• Exercise instructions: The line containing "Target: person in background", plus every line that follows it to the end of the listing below, is what you transcribe exactly; omit all pictures.

• Data provided:
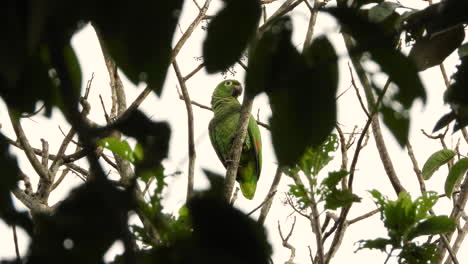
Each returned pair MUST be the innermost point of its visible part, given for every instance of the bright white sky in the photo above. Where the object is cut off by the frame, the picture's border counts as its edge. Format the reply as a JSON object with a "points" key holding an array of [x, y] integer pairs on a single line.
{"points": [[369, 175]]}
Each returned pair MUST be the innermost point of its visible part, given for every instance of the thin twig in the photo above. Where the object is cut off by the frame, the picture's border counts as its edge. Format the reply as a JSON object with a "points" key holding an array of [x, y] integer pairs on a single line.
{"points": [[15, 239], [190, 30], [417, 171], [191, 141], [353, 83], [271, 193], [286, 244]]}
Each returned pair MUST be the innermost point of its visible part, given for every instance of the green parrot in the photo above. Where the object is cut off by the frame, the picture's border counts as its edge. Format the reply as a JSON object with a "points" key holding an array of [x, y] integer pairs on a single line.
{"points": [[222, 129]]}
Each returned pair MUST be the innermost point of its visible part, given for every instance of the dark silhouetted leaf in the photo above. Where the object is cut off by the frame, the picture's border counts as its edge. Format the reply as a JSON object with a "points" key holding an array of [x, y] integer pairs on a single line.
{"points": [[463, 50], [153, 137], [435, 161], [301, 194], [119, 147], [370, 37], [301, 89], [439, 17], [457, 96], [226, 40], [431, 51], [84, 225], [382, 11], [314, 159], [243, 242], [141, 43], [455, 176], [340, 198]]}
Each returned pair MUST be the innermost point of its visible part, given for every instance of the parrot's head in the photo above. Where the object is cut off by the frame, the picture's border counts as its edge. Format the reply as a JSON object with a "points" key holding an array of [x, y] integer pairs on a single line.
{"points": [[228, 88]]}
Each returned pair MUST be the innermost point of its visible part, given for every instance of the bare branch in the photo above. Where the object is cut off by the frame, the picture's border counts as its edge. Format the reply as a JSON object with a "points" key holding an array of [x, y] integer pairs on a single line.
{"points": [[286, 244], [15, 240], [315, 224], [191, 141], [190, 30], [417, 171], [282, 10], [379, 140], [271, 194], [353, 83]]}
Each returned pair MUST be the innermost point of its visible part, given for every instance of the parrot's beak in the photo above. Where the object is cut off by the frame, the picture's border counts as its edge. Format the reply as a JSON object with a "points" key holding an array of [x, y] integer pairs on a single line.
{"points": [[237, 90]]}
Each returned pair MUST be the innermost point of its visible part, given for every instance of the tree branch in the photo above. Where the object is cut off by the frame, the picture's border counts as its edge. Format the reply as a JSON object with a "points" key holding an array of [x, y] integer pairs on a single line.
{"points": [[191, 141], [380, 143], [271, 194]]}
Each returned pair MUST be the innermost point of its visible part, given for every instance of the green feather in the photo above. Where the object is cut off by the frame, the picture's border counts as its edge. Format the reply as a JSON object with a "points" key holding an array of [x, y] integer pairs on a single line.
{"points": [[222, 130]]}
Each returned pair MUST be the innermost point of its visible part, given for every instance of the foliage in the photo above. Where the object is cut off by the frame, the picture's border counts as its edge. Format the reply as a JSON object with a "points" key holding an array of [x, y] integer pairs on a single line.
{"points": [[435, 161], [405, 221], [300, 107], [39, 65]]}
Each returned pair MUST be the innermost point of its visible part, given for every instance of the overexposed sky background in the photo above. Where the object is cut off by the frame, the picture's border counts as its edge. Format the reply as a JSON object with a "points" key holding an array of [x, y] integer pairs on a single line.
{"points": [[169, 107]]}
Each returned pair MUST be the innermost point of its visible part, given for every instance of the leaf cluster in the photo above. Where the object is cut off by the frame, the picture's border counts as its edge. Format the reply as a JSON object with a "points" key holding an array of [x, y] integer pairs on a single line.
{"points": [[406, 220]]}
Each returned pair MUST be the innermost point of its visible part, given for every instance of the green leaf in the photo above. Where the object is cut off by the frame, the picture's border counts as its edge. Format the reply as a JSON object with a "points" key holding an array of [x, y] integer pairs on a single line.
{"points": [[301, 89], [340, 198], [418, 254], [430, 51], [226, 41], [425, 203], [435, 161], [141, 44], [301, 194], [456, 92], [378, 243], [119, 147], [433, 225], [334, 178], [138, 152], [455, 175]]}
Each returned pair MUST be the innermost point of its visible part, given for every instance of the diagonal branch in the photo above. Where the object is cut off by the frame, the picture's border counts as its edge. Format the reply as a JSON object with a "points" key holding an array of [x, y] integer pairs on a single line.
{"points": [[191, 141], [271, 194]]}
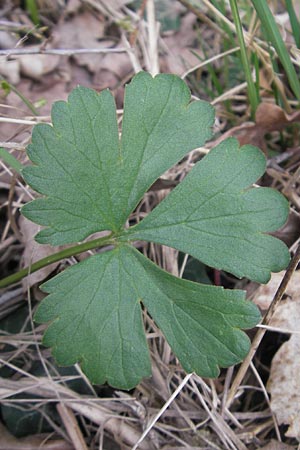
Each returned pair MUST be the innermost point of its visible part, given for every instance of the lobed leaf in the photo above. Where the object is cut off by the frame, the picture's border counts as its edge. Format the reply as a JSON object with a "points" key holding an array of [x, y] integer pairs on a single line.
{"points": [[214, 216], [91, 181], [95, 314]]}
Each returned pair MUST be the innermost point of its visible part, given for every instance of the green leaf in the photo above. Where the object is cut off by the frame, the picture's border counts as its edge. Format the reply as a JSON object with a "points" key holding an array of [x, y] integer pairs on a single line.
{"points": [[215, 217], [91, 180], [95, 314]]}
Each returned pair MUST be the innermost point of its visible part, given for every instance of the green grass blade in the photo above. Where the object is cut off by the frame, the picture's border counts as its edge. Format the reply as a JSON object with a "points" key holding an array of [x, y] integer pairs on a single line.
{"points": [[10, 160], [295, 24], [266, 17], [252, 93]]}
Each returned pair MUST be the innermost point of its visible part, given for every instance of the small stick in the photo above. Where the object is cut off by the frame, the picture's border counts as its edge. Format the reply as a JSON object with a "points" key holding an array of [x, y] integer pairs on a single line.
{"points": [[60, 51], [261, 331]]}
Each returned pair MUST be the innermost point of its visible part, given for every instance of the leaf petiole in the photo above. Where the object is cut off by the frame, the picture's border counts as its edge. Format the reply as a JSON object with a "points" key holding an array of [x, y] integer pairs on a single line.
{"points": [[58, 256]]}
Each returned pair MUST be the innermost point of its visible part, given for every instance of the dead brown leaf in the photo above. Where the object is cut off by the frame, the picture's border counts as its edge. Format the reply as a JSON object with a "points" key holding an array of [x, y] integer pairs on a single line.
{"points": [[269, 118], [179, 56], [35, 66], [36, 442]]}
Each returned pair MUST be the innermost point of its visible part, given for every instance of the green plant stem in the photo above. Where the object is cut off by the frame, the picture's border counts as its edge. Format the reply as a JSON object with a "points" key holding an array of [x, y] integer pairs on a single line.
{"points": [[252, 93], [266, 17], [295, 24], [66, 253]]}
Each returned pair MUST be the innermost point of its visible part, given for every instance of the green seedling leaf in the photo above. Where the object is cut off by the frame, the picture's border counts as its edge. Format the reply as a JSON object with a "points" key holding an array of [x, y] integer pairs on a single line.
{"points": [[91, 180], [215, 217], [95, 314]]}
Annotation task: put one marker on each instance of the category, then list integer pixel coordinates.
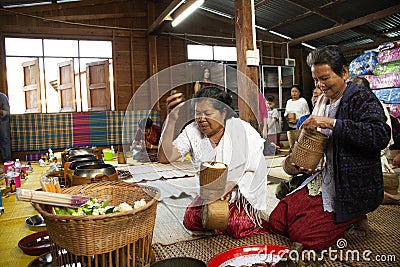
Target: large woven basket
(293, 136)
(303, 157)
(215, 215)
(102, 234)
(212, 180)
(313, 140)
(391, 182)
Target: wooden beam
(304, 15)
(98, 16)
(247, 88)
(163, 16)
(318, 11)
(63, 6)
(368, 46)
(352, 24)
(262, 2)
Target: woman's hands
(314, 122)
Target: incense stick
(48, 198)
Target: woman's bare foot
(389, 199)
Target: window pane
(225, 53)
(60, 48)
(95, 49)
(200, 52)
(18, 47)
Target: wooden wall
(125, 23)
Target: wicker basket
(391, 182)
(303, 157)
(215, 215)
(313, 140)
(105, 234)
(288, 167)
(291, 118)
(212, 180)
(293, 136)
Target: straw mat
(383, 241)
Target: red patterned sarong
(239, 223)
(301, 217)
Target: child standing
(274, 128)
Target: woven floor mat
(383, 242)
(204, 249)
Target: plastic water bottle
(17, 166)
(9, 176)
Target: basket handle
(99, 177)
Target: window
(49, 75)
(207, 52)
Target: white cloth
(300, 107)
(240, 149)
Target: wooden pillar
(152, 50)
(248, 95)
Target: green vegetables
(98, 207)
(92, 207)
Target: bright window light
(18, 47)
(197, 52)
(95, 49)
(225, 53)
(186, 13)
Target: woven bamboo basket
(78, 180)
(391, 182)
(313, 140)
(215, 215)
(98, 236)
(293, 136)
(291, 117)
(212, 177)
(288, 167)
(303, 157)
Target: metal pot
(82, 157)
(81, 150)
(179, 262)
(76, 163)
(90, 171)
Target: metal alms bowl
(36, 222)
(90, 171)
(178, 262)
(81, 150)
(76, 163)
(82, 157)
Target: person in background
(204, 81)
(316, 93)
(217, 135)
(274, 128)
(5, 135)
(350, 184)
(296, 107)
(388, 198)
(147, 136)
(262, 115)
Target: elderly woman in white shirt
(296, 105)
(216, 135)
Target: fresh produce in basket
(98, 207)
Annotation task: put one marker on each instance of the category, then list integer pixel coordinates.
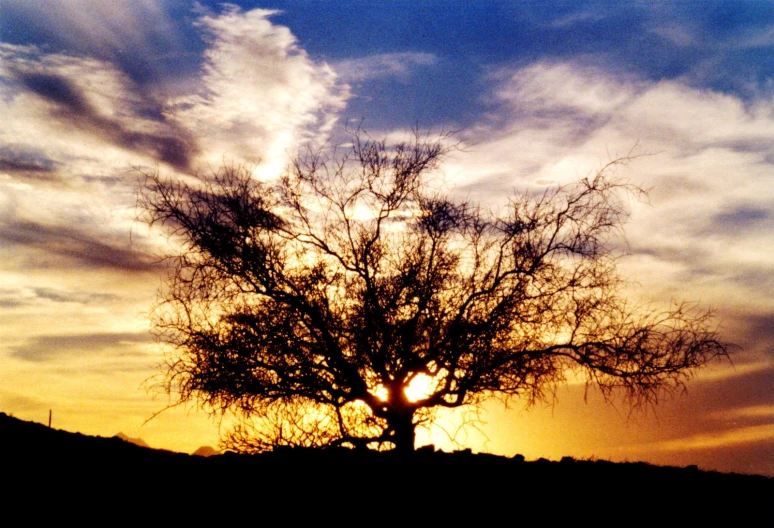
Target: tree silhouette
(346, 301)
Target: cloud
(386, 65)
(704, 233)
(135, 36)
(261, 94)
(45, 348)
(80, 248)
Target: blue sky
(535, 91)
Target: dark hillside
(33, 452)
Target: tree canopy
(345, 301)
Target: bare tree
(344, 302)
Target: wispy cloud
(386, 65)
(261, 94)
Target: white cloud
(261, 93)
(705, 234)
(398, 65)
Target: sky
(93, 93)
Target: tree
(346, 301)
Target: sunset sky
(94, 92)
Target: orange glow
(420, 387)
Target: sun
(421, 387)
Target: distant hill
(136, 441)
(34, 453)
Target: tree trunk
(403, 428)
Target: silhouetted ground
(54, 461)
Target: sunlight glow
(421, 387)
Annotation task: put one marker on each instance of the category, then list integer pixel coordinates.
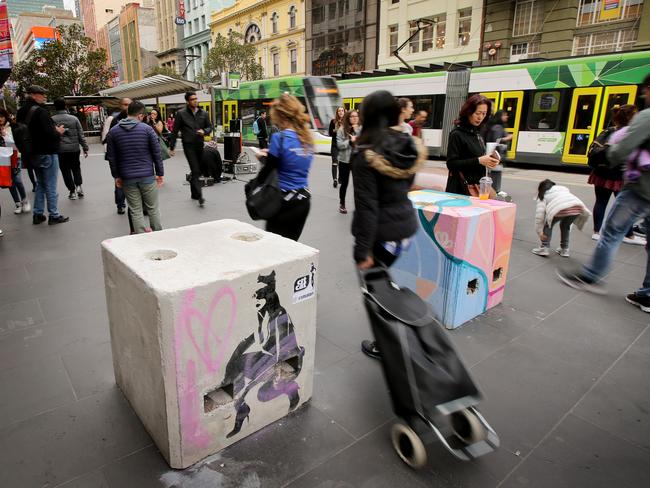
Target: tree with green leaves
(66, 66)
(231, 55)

• Output:
Target: person in background
(204, 81)
(316, 93)
(217, 135)
(274, 128)
(5, 135)
(350, 184)
(296, 107)
(388, 198)
(147, 136)
(262, 115)
Target: elderly woman in white shirt
(296, 105)
(216, 135)
Target: fresh produce in basket
(98, 207)
Annotation task: put one marker on each instance of the category, then list integer pixel coordinates.
Target: tree silhouette
(346, 301)
Target: cloud
(386, 65)
(704, 233)
(135, 36)
(261, 94)
(45, 348)
(80, 248)
Target: blue sky
(535, 91)
Target: dark hillside
(33, 452)
Target: tree canopy
(345, 301)
Target: bare tree
(344, 302)
Target: wispy cloud
(386, 65)
(261, 94)
Target: white cloud
(261, 93)
(705, 234)
(398, 65)
Target: sky
(93, 93)
Target: tree
(346, 301)
Target: sunset sky
(94, 92)
Target: orange glow
(420, 387)
Target: sun
(421, 387)
Target: distant hill
(136, 441)
(34, 453)
Target: tree trunk
(403, 428)
Target: silhouetted ground
(54, 461)
Target: sunlight glow
(421, 387)
Annotation task: put one marker on each instance of the category, then list integer pixel coordinates.
Target: tree with green leaves
(66, 66)
(231, 55)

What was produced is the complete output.